Task
Below are some entries. Copy each line that holds the string "single".

Entries provided
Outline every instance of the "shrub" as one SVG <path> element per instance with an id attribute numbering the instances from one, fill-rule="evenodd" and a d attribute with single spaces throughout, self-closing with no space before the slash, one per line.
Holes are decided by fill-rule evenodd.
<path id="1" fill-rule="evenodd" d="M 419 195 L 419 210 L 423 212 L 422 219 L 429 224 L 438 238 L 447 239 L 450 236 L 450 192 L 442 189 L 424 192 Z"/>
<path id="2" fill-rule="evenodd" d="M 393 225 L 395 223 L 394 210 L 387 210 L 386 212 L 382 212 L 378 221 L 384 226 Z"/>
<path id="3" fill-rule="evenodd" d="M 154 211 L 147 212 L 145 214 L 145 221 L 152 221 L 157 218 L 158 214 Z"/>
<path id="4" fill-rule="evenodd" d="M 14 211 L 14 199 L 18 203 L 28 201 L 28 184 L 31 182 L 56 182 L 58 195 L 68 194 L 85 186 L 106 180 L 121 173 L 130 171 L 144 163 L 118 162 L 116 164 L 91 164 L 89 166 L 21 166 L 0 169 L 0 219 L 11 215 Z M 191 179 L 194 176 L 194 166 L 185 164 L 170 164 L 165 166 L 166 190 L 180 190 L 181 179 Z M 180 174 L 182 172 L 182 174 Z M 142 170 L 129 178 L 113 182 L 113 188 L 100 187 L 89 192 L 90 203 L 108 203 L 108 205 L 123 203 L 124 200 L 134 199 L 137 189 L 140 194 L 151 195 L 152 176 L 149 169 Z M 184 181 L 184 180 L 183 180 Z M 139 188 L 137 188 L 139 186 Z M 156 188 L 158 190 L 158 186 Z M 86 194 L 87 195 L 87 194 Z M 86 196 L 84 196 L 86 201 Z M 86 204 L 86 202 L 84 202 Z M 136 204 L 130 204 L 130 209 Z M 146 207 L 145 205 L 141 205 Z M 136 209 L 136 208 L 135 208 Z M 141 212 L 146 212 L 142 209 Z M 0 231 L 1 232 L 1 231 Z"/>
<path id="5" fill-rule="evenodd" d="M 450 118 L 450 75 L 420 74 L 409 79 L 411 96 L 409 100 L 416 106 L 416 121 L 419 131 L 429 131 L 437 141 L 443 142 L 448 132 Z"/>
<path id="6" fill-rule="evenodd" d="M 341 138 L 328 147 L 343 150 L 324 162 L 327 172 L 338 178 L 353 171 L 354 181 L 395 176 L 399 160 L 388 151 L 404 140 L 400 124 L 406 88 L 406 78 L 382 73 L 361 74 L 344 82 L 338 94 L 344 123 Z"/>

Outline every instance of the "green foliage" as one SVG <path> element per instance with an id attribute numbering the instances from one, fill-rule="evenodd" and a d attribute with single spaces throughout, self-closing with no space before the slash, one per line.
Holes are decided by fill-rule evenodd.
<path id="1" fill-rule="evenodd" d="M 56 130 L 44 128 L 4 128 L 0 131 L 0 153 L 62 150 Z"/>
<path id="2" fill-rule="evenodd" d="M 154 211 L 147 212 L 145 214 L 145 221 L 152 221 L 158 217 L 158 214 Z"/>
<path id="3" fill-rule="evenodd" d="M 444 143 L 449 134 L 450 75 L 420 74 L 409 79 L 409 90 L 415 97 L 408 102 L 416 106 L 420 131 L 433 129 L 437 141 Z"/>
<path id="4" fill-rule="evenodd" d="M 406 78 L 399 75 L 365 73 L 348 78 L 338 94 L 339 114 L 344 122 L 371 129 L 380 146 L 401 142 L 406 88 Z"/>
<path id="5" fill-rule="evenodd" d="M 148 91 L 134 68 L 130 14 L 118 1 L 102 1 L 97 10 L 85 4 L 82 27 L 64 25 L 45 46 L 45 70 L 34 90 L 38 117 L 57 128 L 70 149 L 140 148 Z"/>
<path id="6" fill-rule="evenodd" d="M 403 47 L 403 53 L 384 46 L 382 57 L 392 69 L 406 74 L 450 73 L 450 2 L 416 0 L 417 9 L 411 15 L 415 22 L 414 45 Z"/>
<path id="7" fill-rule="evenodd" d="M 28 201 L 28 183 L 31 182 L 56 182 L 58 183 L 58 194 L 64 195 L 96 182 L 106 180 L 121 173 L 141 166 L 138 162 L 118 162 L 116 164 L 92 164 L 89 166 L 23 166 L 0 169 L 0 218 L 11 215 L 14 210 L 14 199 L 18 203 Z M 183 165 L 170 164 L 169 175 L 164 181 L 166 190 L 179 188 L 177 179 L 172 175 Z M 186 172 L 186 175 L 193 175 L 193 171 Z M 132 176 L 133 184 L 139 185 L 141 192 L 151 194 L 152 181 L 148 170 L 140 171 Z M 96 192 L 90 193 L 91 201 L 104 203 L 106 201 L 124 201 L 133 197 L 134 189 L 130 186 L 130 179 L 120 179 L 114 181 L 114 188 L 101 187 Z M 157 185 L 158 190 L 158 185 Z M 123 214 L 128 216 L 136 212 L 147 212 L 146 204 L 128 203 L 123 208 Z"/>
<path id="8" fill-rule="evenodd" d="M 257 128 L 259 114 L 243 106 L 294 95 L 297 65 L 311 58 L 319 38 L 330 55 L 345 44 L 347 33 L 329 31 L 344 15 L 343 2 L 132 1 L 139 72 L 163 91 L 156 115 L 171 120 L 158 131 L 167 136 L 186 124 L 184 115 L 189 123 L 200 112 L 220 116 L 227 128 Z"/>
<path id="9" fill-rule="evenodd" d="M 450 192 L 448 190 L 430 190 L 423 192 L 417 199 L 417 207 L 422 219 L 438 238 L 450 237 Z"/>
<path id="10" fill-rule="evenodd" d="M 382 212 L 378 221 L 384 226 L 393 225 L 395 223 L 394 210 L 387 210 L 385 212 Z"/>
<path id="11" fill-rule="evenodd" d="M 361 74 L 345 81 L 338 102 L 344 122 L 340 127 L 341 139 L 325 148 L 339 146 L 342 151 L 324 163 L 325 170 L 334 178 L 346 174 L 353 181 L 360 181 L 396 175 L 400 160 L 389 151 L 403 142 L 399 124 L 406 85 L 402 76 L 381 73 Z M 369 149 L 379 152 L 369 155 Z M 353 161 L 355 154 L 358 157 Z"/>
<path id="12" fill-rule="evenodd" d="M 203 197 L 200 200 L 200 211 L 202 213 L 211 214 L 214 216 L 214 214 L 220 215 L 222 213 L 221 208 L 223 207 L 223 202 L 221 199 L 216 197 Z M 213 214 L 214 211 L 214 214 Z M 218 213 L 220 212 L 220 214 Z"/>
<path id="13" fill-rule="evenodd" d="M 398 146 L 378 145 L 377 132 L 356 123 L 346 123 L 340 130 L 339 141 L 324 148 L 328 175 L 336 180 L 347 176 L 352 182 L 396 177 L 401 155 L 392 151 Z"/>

Result
Outline every instance of the "shrub" as one SVG <path> element per instance with an id attribute numbering the instances from one, fill-rule="evenodd" and a d attribute with single spaces throughout, self-closing with no space before the slash, one per line.
Outline every instance of the "green foliage" as one SVG <path> element per instance with an id attribute numbering the instances from one, fill-rule="evenodd" and a d attribute with single spaces throughout, self-closing with no space before the slash, one per line.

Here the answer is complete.